Set task:
Extract every line below that contains the string "foliage" and copy each of those lines in full. Matching is case-sensitive.

--- begin Dataset rows ---

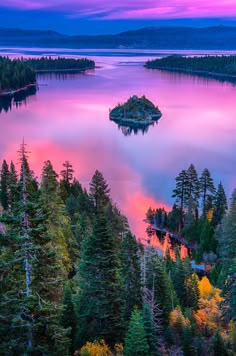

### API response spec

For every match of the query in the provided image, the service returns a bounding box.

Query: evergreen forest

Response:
[0,56,95,95]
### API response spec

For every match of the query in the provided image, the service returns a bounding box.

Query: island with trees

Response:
[0,143,236,356]
[110,95,162,125]
[145,55,236,82]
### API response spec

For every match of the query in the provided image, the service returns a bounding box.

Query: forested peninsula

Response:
[0,57,95,96]
[22,57,95,72]
[145,55,236,81]
[0,143,236,356]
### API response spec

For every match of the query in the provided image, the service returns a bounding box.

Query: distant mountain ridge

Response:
[0,25,236,50]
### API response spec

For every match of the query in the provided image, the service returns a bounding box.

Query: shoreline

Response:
[35,66,97,74]
[144,65,236,80]
[0,67,96,97]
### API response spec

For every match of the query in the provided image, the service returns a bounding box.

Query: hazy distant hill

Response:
[0,26,236,50]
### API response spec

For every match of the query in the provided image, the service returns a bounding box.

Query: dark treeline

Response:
[0,56,36,94]
[0,149,236,356]
[21,57,95,71]
[145,55,236,76]
[0,56,95,95]
[147,164,228,262]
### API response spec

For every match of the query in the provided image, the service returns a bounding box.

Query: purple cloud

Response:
[0,0,236,19]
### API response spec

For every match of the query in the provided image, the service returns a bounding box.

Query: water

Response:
[0,49,236,238]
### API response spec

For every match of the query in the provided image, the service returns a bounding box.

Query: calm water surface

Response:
[0,49,236,237]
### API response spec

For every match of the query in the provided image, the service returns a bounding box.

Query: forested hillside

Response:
[0,143,236,356]
[0,26,236,51]
[145,55,236,76]
[0,56,36,94]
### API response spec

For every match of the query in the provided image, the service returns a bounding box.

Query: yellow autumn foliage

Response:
[79,340,124,356]
[80,340,112,356]
[193,277,223,333]
[169,306,190,331]
[198,276,213,298]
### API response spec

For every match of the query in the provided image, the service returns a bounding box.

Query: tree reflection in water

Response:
[0,86,38,114]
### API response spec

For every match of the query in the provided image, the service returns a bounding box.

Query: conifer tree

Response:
[124,309,150,356]
[77,209,124,345]
[9,161,19,208]
[185,274,200,310]
[187,164,199,204]
[211,331,229,356]
[90,170,110,209]
[172,170,188,231]
[41,160,58,199]
[0,152,70,355]
[60,161,74,202]
[199,168,216,216]
[181,326,197,356]
[121,232,142,320]
[212,182,228,227]
[172,256,186,306]
[200,218,217,256]
[61,282,76,351]
[0,159,9,210]
[146,255,177,323]
[219,189,236,321]
[143,304,158,356]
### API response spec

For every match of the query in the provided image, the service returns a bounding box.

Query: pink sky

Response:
[1,0,236,19]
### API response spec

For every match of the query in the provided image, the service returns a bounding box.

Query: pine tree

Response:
[41,160,58,199]
[185,274,200,310]
[211,331,229,356]
[181,327,197,356]
[212,182,228,227]
[187,164,199,208]
[143,304,158,356]
[77,210,124,345]
[172,256,186,306]
[146,255,177,323]
[219,190,236,321]
[60,161,74,202]
[199,168,216,216]
[199,218,217,256]
[124,309,150,356]
[61,282,76,351]
[9,161,19,208]
[0,159,9,210]
[121,232,142,320]
[172,170,188,231]
[0,151,70,356]
[90,170,110,209]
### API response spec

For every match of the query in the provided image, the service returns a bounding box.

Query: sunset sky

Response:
[0,0,236,34]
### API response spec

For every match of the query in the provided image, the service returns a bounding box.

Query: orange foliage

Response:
[80,340,112,356]
[194,277,223,333]
[198,276,213,298]
[169,306,190,331]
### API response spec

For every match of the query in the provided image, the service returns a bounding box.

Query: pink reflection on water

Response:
[0,58,236,243]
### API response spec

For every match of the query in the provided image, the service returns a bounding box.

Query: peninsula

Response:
[0,56,95,96]
[145,55,236,82]
[110,95,162,125]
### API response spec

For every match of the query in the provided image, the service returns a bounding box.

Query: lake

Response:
[0,48,236,238]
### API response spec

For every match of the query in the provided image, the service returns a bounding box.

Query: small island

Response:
[110,95,162,126]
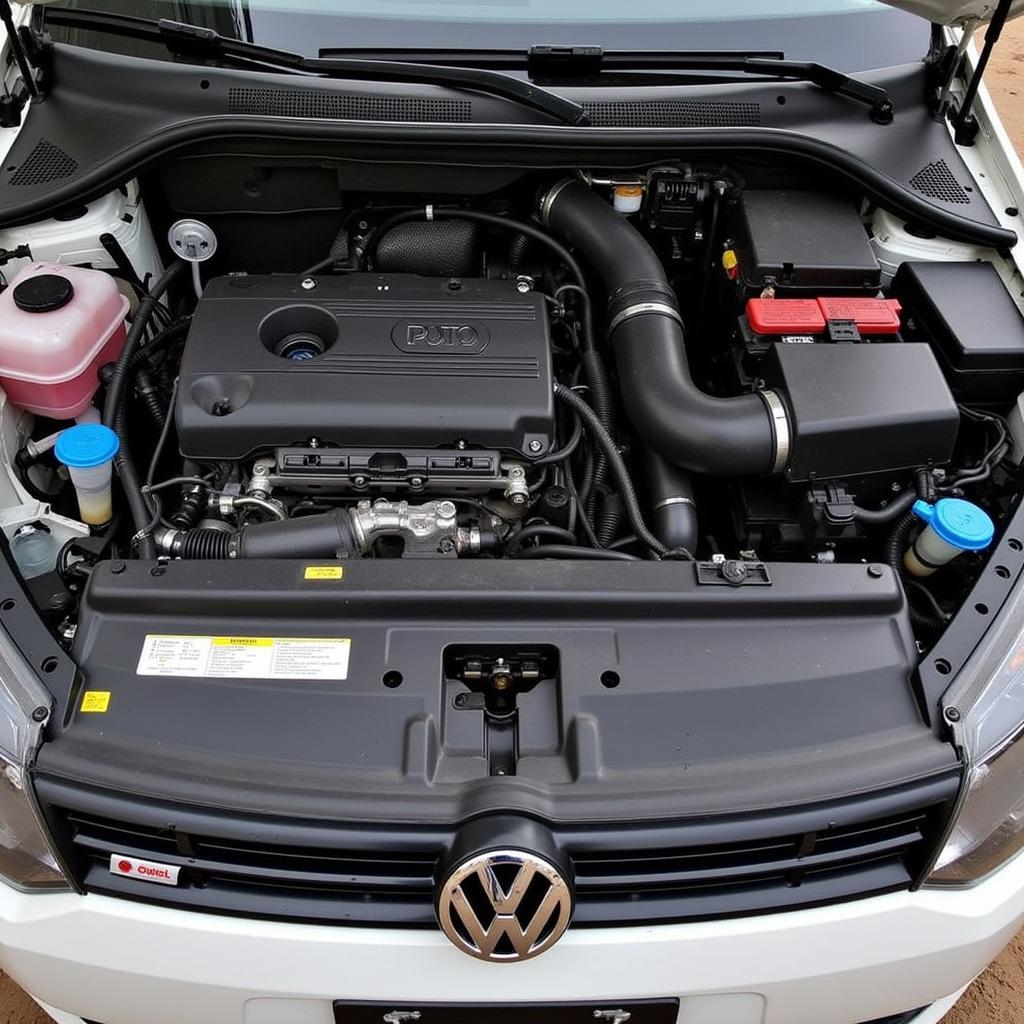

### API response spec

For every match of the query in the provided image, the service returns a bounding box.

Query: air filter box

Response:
[764,342,959,480]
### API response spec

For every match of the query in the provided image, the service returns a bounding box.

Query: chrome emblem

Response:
[437,850,572,964]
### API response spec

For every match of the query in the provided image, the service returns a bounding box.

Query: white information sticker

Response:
[135,633,352,680]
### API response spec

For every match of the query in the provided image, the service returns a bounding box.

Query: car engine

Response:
[0,166,1024,637]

--- end Dataset rows ---

Reply to the exercise:
Query: yellow autumn foliage
Query: orange foliage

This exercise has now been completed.